◆ Stated goal
Pick out each line of the records below that contains the string "this" and copy those lines. Matching is case-sensitive.

---- Data listing

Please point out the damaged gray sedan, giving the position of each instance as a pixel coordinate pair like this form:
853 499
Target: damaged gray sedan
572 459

--------
---- Data listing

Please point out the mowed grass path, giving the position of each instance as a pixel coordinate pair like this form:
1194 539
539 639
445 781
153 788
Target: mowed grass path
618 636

--------

◆ Output of the exercise
Please point out the damaged gray sedan, giving the position of each instance as a pixel coordinate pair like this form:
Please point out the mowed grass path, giving the position of each instance as a pixel coordinate pair like this form:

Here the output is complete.